### Excerpted text
-=-=-

Just one problem: That's not true.

If you scroll down to Figure 6 on the Department of Agriculture's helpful site, you can input your state and see the current numbers as well as how those trends have changed over time. The "coverage rate"—the number who participate in the program, out of the total number who are eligible—hovers around roughly 50 percent. But half of U.S. newborns are not eligible for WIC in the first place, as it is a means-tested program designed to serve the poor, and half of newborns in the United States are not in poverty or close to it.

In my state of New York, for example, there were 1,449,500 children aged 0-4 and pregnant or postpartum women (all of whom would be theoretically eligible for WIC, if meeting the need requirement); of that total population, 48.7 percent would be eligible for the program (so about 706,000), and about half of that number ends up actually taking advantage of benefits (roughly 353,000).

For the record, other parts of the USDA's site partially contradict that panel of information. During fiscal year 2022 (which may have seen an uptick due to pandemic-related disruptions), WIC administered benefits to "an estimated 39 percent of all infants in the United States." This seems high to me given what we know about poverty statistics. It's hard to get a straight answer, even using the agency's own data and infographics. But one thing becomes clear: it is not true that half of U.S. newborns rely on this means-tested government program, which is what Reuters claimed (albeit with the handy hedge word nearly).

-=-=-

### Entries shown

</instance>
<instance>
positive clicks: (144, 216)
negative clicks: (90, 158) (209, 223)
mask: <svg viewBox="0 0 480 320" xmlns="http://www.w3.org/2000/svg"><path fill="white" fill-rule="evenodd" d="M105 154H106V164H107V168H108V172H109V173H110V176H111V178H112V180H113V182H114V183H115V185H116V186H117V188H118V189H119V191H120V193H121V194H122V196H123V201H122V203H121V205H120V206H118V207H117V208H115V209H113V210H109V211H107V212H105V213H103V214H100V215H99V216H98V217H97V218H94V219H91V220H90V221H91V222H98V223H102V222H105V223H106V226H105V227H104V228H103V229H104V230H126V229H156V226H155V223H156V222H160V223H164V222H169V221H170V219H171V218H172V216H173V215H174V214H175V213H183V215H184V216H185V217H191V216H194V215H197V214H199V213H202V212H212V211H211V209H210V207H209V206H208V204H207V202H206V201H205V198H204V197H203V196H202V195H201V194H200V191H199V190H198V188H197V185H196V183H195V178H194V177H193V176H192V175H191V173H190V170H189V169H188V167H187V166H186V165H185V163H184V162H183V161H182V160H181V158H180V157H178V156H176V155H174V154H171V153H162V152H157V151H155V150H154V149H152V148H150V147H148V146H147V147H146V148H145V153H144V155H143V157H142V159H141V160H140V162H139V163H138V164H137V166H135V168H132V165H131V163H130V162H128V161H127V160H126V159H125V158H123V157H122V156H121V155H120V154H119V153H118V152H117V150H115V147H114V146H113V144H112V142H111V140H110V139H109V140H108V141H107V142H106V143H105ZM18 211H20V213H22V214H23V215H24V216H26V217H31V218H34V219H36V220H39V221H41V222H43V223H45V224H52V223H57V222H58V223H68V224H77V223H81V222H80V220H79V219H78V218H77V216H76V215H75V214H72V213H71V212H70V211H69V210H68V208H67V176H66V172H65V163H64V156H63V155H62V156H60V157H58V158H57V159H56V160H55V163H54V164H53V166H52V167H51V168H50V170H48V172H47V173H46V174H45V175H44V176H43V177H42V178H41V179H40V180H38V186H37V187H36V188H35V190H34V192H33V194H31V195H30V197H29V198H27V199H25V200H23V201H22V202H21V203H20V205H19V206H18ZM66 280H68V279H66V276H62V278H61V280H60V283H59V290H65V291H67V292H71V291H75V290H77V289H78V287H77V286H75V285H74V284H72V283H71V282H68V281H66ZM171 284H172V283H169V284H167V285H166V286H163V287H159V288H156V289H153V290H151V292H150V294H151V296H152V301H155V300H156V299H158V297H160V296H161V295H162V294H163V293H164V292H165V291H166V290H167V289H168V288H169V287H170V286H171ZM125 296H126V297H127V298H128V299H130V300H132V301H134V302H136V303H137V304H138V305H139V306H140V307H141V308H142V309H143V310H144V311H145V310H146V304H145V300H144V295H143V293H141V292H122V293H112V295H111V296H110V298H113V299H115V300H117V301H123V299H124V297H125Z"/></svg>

-=-=-

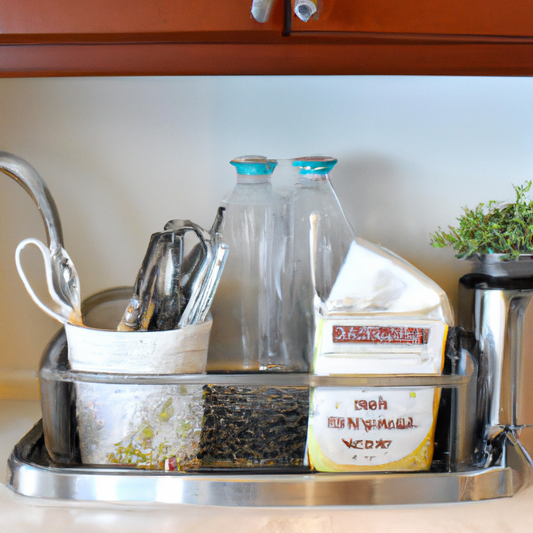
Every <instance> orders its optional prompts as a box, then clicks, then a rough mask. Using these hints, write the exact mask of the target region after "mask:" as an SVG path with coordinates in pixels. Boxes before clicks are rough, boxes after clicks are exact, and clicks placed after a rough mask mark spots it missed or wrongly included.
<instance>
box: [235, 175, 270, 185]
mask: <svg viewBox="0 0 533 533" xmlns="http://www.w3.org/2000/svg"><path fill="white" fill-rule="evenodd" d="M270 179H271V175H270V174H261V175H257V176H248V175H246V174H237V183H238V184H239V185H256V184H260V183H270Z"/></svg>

-=-=-

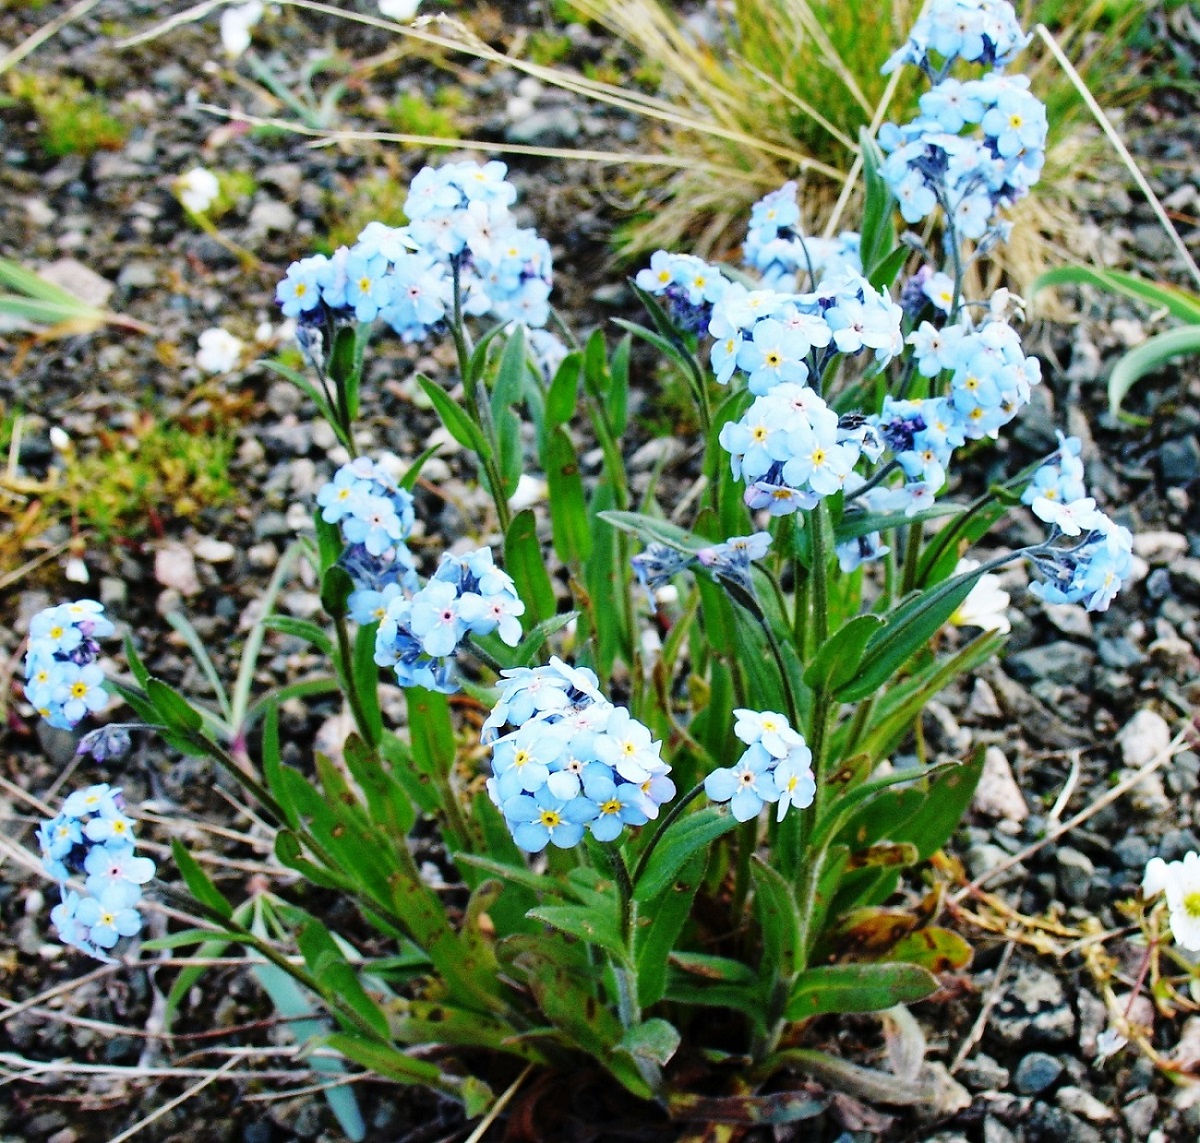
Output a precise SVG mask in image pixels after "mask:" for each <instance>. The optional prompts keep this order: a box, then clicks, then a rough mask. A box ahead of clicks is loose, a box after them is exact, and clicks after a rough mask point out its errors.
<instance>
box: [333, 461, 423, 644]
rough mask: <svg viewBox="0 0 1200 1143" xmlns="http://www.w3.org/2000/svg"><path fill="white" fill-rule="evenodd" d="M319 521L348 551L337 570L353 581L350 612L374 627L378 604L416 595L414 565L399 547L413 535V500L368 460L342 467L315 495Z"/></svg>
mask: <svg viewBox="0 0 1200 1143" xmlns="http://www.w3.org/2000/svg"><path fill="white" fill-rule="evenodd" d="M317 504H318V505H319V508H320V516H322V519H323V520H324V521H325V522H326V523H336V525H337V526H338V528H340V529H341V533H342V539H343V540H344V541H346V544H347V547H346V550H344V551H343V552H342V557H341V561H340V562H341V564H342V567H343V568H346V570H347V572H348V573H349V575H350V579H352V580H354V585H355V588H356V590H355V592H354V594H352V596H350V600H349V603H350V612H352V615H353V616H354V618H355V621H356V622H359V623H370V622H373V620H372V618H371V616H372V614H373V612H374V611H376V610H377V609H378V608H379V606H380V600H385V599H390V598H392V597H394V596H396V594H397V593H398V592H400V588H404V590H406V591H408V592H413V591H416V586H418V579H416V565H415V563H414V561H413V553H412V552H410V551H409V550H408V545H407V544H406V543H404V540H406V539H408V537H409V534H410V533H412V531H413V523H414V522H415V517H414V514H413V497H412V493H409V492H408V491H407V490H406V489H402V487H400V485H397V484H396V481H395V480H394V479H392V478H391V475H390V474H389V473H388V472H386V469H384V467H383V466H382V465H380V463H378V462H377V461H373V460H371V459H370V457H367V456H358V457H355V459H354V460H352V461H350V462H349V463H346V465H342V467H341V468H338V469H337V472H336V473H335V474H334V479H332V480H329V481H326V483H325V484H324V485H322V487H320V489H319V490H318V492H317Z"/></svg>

-=-=-

### Required tasks
(a) List every figure in the WIC text that is written as a number followed by the word "percent."
(b) Update the WIC text between "For the record, other" and "handy hedge word nearly).", inclusive, so that "fiscal year" becomes "calendar year".

### Results for the exercise
(a)
roughly 50 percent
48.7 percent
39 percent

(b)
For the record, other parts of the USDA's site partially contradict that panel of information. During calendar year 2022 (which may have seen an uptick due to pandemic-related disruptions), WIC administered benefits to "an estimated 39 percent of all infants in the United States." This seems high to me given what we know about poverty statistics. It's hard to get a straight answer, even using the agency's own data and infographics. But one thing becomes clear: it is not true that half of U.S. newborns rely on this means-tested government program, which is what Reuters claimed (albeit with the handy hedge word nearly).